>> begin
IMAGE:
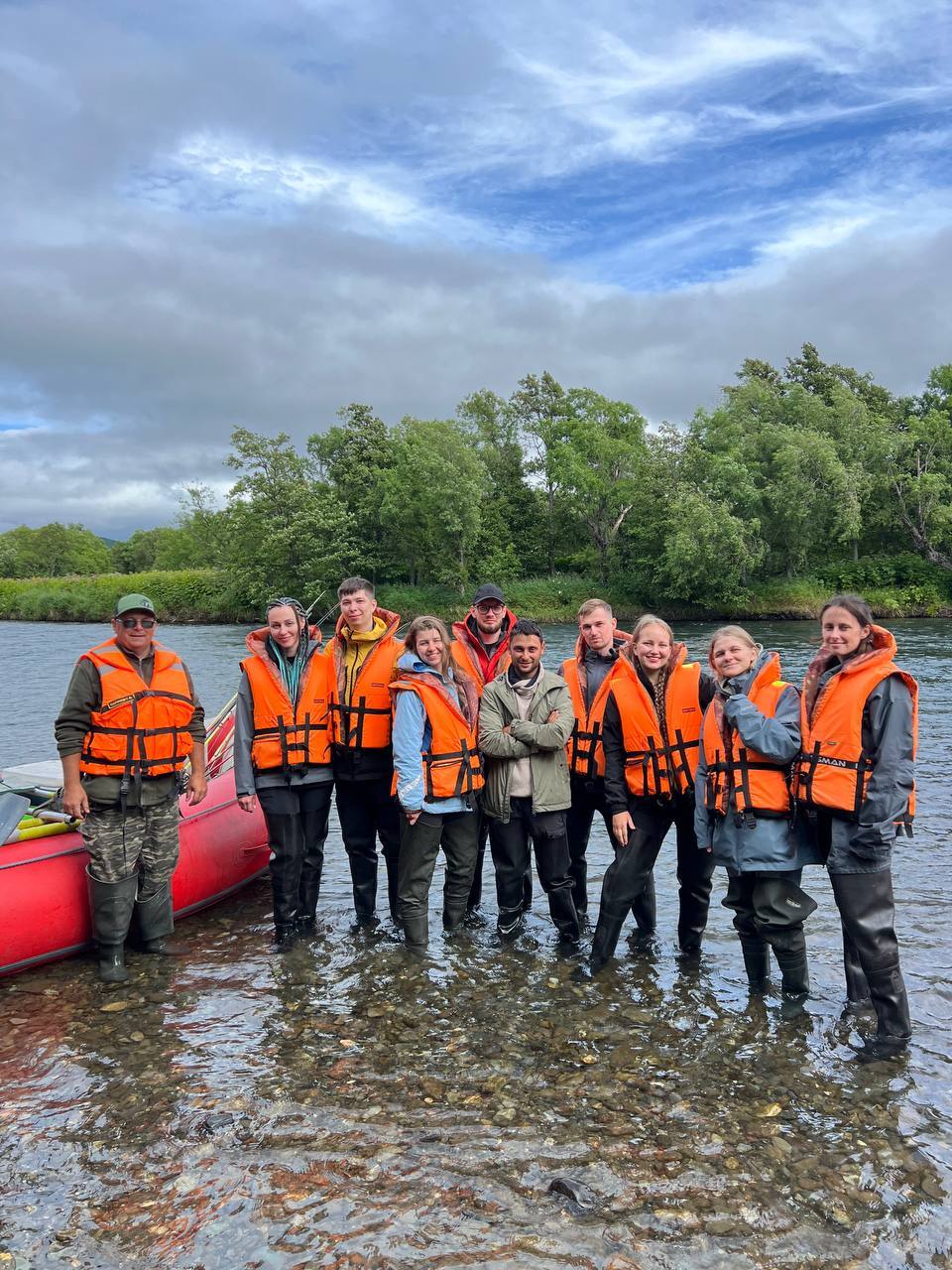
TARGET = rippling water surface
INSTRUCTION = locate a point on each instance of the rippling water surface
(343, 1105)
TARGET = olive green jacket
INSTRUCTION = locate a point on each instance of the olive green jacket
(535, 738)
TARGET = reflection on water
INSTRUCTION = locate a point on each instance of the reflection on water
(343, 1105)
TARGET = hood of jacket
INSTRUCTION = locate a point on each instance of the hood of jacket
(884, 649)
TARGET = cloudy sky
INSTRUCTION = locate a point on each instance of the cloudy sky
(255, 212)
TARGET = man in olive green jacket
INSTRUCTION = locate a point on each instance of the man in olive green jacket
(526, 719)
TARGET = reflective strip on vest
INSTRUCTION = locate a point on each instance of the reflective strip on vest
(286, 737)
(584, 749)
(365, 722)
(655, 767)
(833, 770)
(140, 729)
(740, 780)
(452, 765)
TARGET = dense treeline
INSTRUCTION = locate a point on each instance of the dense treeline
(814, 470)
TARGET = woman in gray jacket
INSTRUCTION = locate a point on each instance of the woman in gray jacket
(749, 739)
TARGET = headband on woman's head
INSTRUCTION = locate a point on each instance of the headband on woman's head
(282, 601)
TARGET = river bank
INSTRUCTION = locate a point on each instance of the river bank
(211, 595)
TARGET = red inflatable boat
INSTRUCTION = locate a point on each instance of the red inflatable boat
(44, 905)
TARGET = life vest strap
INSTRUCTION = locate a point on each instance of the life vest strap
(353, 734)
(585, 756)
(466, 774)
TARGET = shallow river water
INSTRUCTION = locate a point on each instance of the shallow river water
(341, 1105)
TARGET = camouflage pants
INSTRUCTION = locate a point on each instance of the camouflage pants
(145, 841)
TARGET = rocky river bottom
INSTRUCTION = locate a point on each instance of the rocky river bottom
(344, 1105)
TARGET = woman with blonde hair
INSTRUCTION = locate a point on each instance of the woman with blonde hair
(749, 739)
(853, 780)
(652, 730)
(436, 775)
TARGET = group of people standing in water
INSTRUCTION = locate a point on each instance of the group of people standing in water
(431, 743)
(436, 743)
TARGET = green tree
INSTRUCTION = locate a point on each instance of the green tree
(920, 470)
(540, 409)
(431, 502)
(512, 535)
(53, 552)
(599, 465)
(286, 530)
(353, 457)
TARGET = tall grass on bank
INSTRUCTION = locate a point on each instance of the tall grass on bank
(895, 587)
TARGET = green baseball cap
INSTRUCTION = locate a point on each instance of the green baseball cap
(134, 603)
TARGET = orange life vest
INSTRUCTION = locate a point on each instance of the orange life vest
(739, 780)
(286, 735)
(587, 756)
(452, 766)
(654, 766)
(366, 720)
(833, 769)
(140, 729)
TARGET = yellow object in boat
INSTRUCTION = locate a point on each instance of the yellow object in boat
(41, 830)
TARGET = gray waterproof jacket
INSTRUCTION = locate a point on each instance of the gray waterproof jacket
(767, 844)
(535, 738)
(866, 844)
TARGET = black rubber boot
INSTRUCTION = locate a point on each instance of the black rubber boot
(476, 889)
(155, 921)
(867, 910)
(606, 939)
(561, 907)
(509, 924)
(788, 944)
(112, 905)
(363, 875)
(285, 865)
(757, 960)
(893, 1026)
(391, 864)
(453, 919)
(416, 933)
(285, 934)
(794, 973)
(858, 998)
(644, 910)
(307, 897)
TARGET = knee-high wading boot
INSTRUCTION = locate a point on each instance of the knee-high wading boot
(307, 897)
(112, 905)
(561, 907)
(757, 960)
(867, 910)
(788, 944)
(416, 933)
(606, 939)
(857, 988)
(155, 920)
(644, 910)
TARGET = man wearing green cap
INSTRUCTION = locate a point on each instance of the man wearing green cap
(127, 725)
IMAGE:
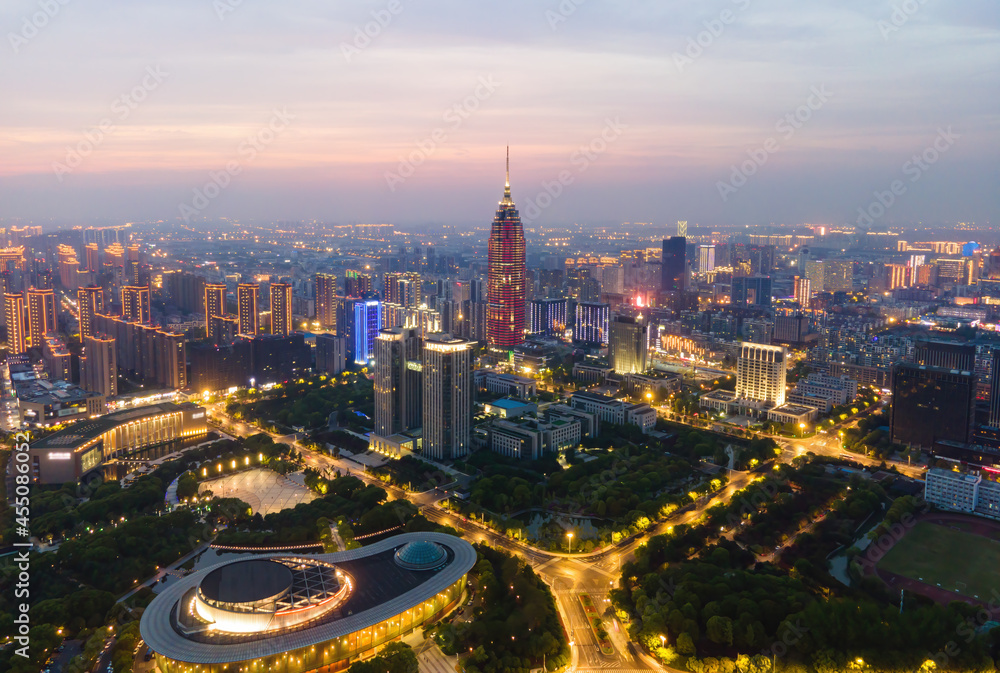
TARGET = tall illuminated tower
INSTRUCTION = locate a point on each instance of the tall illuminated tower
(506, 288)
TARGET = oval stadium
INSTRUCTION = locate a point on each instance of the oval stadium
(295, 613)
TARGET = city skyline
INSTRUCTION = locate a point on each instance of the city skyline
(672, 97)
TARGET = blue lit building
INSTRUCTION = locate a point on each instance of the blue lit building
(364, 328)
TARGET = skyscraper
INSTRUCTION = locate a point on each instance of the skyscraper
(281, 309)
(135, 304)
(326, 300)
(367, 322)
(506, 291)
(674, 265)
(215, 306)
(246, 301)
(591, 323)
(89, 302)
(17, 341)
(760, 374)
(41, 314)
(398, 385)
(628, 346)
(447, 404)
(99, 365)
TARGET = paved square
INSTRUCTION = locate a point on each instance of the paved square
(264, 490)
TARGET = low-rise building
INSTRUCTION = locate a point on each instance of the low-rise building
(611, 410)
(508, 385)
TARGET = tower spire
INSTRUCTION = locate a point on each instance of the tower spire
(506, 190)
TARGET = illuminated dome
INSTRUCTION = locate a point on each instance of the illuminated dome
(420, 555)
(259, 595)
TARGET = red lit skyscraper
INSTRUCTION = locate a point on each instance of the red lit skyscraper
(505, 295)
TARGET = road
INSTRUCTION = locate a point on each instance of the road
(594, 574)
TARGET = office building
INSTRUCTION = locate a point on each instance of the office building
(838, 275)
(281, 309)
(760, 374)
(628, 345)
(706, 258)
(364, 327)
(752, 291)
(17, 335)
(591, 323)
(246, 306)
(506, 285)
(930, 404)
(945, 354)
(84, 446)
(674, 265)
(357, 284)
(136, 305)
(547, 318)
(215, 306)
(398, 385)
(326, 300)
(99, 365)
(89, 302)
(803, 291)
(447, 397)
(331, 353)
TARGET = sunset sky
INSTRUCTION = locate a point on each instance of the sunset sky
(463, 79)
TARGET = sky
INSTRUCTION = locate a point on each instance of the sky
(711, 111)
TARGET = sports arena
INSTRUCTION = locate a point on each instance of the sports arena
(295, 613)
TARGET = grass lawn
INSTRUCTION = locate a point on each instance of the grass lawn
(951, 559)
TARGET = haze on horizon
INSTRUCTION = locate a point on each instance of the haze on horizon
(450, 84)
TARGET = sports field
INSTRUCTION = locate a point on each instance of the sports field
(941, 556)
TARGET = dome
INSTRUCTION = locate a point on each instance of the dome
(420, 555)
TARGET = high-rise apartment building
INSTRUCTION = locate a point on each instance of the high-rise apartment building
(326, 300)
(281, 309)
(246, 306)
(628, 345)
(41, 314)
(17, 337)
(760, 374)
(447, 397)
(803, 291)
(136, 304)
(357, 284)
(89, 302)
(674, 269)
(99, 365)
(365, 326)
(752, 291)
(215, 307)
(591, 323)
(506, 284)
(547, 317)
(398, 384)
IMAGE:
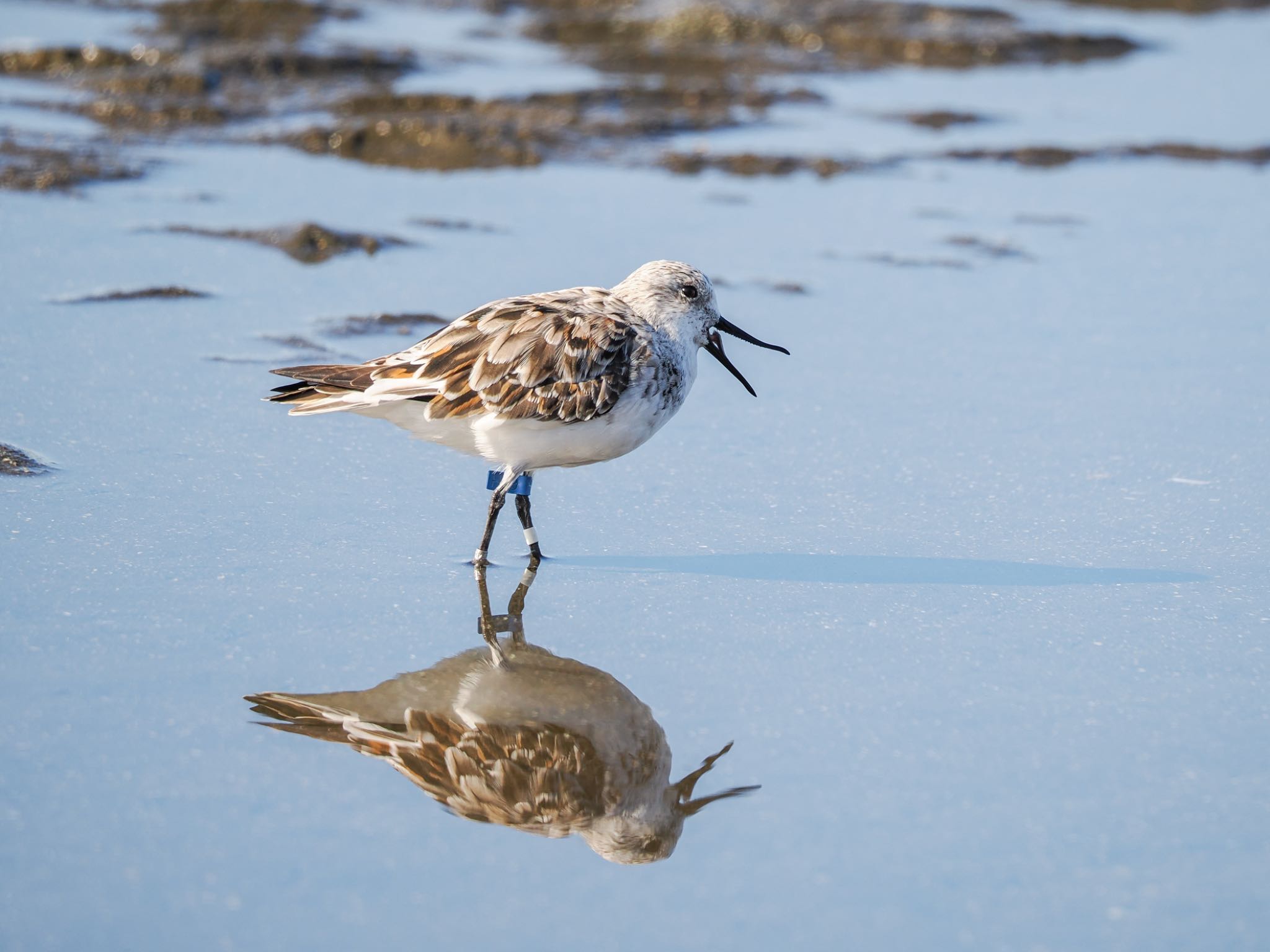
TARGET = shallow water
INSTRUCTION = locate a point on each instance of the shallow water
(977, 586)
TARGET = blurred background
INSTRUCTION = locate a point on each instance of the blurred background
(977, 586)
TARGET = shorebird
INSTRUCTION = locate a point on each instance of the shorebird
(558, 379)
(515, 735)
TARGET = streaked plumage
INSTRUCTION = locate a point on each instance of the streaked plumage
(517, 736)
(559, 379)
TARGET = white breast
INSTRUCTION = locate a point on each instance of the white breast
(652, 399)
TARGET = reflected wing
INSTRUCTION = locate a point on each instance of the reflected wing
(539, 778)
(564, 356)
(543, 780)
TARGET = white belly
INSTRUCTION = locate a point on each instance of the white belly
(536, 444)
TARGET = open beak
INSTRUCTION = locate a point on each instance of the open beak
(685, 787)
(714, 347)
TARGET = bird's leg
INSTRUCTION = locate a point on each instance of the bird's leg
(487, 625)
(516, 604)
(531, 536)
(495, 505)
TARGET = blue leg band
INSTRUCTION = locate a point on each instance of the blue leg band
(520, 488)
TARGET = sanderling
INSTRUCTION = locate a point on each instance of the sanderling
(559, 379)
(518, 736)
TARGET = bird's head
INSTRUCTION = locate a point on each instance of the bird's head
(678, 299)
(644, 833)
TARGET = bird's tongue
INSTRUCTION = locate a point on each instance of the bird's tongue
(716, 350)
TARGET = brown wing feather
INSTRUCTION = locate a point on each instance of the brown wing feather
(563, 356)
(539, 778)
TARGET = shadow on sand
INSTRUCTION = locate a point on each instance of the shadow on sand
(879, 570)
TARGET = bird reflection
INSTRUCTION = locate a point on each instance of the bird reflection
(515, 735)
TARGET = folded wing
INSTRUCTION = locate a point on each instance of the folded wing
(564, 356)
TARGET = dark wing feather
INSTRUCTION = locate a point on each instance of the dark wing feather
(564, 356)
(538, 778)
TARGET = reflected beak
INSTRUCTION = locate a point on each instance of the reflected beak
(714, 347)
(683, 788)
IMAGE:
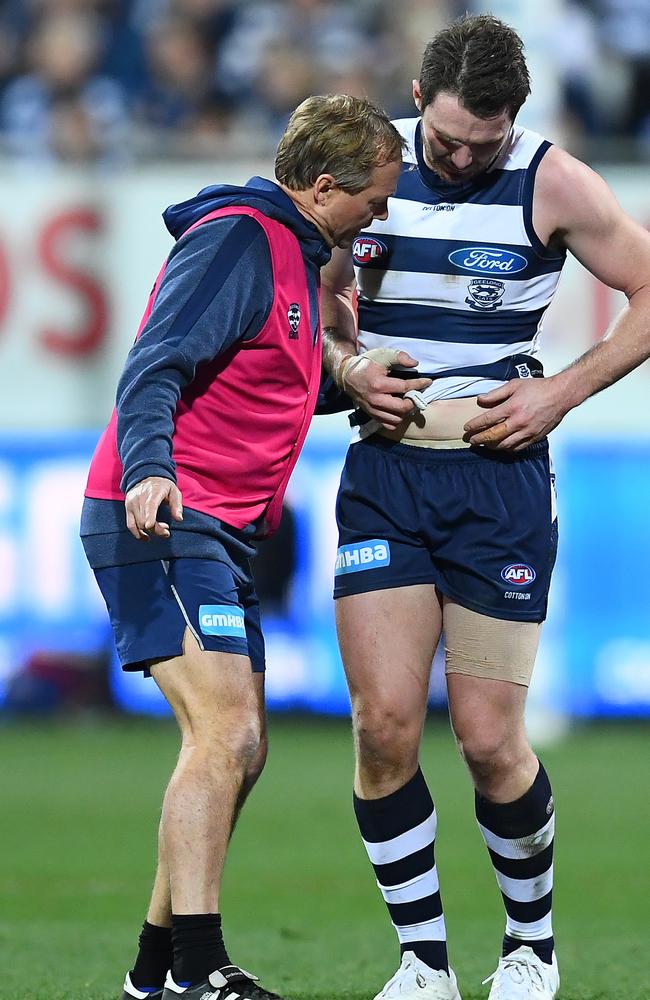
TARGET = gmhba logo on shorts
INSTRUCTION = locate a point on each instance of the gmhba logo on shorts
(222, 619)
(358, 556)
(518, 574)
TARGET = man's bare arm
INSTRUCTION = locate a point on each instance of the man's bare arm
(616, 250)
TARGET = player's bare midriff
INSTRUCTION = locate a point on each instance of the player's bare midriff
(441, 425)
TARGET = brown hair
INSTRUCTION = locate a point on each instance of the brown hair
(480, 60)
(340, 135)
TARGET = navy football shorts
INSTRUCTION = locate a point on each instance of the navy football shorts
(150, 605)
(480, 525)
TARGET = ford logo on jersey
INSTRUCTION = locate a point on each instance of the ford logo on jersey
(488, 260)
(367, 249)
(518, 574)
(359, 556)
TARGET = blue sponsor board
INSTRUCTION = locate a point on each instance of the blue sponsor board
(222, 619)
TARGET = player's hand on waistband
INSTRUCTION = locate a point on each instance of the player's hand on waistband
(364, 377)
(518, 414)
(142, 503)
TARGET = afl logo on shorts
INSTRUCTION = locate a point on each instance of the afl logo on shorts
(518, 574)
(367, 250)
>> end
Write out again, unchanged, every line from the line containing "TARGET = man's bare arm" to the final line of the material above.

TARGET = man's bare arm
INSTRUCTION = locate a point on each instance of the man's bare arm
(616, 250)
TARGET = player's bare midriff
INSTRUCTION = locate a point on each instance of the player's bare midriff
(441, 425)
TARGET = brown hair
INSTRUCTION = locate a point on each instance of the brown hair
(480, 60)
(340, 135)
TARGET = navy football shorts
INSTRUCTION = locate a point on each instance of the navy football shorts
(150, 605)
(480, 525)
TARGET = ford logo on jersey
INSTRUCTION = locate a point on each instance of the ford logo on jersey
(488, 260)
(367, 249)
(518, 574)
(359, 556)
TARGET = blue sponsor board
INSTRUCTION = locate a point on each instance of the blue sponsor board
(222, 619)
TARGET = player's hand on waistband
INSTRUCTION = locate a point on each instance of the player's hand on waistband
(364, 377)
(518, 414)
(142, 503)
TARGET = afl logo on shorts
INSTRUCTION = locate a point on each instance of the afl logo on shorts
(518, 574)
(367, 250)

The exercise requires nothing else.